Supplied text:
● ● ●

Not anymore. I am older, wiser and hate them more.

Over the years, I realized that this woman-hating attitude was the popular stance around mosque yards. I had to hold myself recently at the mosque in Avcılar when a fanatic from the congregation acted like a militant imam and tried to herd the women there. I was having a good day and the fake Avcılar imam was saved.

Anyway, I think the type of imams I hate are not targeting the “obedient, silent, shy” women who stand by, with their headscarves tied, waiting for directions, almost non-existent. In other words, women who are quiet just like me (Hah, got you!). All right, those women who are exactly the opposite of me are quite safe.

I don’t put a headscarf on except when it is snowing. Now I will form a difficult sentence; so take a deep breath before you start reading: I wish those girls who were banned from universities because they were wearing a headscarf could be as active as us (you know whom when I say “us”) while we were supporting them, defending their rights to enter the public domain, that is, universities, with their headscarves on, in defending the right of any woman who refuses to wear a headscarf and who insists on her right to have her hair or head covered the way she likes to wear it anywhere, especially in mosque yards and/or inside mosques – where the pressure mounts – or any other place that a woman is expected to or forced to cover her head. Any questions? In other words, I expect every covered woman to support my right to refuse to wear the headscarf as much as I support her right to be accepted everywhere with her headscarf on.

● ● ●

[Data items]
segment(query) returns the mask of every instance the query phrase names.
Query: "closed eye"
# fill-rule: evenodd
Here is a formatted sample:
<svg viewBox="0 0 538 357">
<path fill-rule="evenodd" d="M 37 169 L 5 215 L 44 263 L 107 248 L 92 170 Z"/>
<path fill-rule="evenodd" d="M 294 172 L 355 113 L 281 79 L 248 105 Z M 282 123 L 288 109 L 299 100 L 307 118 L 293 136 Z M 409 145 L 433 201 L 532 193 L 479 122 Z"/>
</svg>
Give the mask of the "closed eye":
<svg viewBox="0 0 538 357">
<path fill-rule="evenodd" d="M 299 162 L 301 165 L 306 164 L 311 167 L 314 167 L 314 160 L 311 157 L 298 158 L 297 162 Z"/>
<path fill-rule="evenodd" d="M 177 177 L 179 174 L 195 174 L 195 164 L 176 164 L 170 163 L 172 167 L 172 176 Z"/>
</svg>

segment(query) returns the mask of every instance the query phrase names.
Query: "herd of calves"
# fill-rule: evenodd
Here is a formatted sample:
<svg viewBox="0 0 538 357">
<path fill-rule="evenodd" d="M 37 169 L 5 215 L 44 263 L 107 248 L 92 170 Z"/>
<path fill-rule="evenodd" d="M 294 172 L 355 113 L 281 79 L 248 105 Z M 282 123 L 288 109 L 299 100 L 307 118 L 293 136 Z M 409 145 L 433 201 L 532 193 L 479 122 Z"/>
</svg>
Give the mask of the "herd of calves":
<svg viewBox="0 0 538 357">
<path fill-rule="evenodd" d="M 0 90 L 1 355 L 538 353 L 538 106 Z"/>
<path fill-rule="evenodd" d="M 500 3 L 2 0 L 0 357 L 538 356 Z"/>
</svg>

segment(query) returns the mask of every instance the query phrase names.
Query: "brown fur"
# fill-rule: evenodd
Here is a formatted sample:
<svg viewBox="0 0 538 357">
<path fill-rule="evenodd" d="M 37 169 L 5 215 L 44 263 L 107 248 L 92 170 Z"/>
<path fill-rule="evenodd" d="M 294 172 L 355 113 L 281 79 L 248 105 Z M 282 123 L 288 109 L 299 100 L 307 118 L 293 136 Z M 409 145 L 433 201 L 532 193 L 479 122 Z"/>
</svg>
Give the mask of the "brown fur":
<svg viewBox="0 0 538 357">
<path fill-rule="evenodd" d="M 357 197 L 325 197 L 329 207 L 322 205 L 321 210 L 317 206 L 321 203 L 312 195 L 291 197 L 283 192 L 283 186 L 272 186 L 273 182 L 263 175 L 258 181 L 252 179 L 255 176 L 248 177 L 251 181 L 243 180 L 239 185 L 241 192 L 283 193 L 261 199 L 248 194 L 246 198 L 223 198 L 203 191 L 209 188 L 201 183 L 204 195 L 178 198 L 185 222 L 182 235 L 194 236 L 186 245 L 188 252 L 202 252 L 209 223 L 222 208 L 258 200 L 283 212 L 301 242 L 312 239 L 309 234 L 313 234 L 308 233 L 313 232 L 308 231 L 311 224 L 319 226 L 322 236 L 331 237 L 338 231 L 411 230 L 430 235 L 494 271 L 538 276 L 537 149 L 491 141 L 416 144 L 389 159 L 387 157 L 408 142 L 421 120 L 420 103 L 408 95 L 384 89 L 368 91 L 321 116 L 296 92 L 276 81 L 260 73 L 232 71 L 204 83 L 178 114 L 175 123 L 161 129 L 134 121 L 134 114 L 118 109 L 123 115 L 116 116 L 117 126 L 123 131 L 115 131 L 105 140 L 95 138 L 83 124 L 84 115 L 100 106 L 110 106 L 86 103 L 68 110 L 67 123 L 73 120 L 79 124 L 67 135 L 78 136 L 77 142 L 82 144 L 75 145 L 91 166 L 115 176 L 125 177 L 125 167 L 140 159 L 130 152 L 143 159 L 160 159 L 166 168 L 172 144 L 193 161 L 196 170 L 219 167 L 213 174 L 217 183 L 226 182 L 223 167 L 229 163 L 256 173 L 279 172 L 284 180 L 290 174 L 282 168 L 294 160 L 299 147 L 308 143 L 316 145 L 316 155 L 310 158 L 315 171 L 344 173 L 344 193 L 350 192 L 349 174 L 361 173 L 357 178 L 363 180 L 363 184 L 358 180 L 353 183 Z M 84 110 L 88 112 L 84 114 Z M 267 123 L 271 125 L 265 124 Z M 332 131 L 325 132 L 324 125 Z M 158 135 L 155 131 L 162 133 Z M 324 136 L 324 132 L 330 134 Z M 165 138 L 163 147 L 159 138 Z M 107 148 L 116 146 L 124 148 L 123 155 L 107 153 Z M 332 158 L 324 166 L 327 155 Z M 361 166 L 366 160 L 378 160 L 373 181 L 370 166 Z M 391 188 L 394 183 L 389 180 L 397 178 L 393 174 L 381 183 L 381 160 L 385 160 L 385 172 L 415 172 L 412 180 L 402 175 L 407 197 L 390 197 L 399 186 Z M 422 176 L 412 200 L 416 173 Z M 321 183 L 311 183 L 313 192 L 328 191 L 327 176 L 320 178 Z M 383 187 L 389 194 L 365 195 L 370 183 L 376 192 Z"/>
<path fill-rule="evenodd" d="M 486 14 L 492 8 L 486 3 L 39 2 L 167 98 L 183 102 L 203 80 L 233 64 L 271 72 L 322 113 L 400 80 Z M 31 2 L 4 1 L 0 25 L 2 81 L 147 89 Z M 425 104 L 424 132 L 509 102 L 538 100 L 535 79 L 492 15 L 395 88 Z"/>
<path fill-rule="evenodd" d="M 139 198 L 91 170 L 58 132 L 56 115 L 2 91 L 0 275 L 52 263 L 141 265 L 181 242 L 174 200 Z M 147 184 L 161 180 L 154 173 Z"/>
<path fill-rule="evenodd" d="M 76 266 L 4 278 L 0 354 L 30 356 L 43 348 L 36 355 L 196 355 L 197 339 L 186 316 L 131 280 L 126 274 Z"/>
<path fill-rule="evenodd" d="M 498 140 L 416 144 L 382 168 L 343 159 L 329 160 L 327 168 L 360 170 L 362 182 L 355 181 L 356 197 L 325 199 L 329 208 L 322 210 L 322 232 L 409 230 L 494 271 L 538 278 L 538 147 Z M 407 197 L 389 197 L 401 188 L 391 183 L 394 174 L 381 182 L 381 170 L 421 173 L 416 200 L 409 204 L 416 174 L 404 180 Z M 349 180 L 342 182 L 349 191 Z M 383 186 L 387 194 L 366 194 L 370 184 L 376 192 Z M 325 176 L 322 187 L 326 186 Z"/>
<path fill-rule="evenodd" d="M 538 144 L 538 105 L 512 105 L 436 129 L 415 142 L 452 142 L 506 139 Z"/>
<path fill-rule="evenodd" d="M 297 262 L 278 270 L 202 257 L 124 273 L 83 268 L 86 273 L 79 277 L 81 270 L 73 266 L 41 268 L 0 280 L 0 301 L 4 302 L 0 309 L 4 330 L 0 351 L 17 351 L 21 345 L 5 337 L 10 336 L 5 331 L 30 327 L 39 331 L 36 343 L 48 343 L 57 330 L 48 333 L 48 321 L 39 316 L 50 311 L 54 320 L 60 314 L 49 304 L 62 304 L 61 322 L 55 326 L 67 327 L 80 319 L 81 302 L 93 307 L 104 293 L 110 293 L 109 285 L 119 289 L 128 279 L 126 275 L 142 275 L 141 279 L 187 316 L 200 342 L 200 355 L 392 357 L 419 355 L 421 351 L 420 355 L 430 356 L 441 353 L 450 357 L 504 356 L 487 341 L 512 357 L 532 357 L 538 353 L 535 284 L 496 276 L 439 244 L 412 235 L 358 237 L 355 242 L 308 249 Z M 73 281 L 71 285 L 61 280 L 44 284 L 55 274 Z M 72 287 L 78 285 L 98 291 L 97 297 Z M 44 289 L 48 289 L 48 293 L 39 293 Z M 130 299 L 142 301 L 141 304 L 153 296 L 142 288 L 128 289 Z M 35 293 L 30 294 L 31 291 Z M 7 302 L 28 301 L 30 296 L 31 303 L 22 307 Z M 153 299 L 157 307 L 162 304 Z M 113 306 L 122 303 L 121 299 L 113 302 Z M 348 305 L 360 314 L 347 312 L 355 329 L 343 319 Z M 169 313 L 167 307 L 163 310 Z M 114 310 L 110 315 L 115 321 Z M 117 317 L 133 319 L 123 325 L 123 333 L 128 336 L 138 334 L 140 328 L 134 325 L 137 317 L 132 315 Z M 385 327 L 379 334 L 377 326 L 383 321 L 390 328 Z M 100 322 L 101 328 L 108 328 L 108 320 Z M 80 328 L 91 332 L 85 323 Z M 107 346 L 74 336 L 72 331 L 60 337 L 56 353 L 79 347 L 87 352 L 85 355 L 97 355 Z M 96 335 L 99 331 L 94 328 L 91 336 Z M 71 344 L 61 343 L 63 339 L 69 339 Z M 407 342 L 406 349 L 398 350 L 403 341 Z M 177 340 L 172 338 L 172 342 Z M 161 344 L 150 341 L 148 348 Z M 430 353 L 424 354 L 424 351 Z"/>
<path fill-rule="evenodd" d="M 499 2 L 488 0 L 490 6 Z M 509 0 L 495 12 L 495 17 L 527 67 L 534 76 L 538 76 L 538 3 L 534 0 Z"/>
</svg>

● ● ●

The tasks:
1. Collect every line of the rows that contains the word "Give". Case counts.
2. Resume the essay on headscarves and women in mosque yards, carrying on from its last sentence.

Per-task outputs:
1.
Give the mask of the "closed eye":
Give the mask of the "herd of calves":
Give the mask of the "brown fur":

2.
This imam who was assigned to my mother’s funeral made a slight attempt to treat me like an insect; in turn, I made a slight attempt to treat him like an insect. My brother got involved, but the congregation was able to stop us before we got physical. Everything was perfect. He (the imam) did his job; we laid our mother to rest according to Islamic rites, not according to his (the imam’s) self-made rules. He (the imam) had a beautiful voice, though, and recited the Quran poignantly… Wait, that’s what he does for a living, right?

After he (the imam) was finished with the burial proceedings, he set out for his next victims and I set out for my next imams.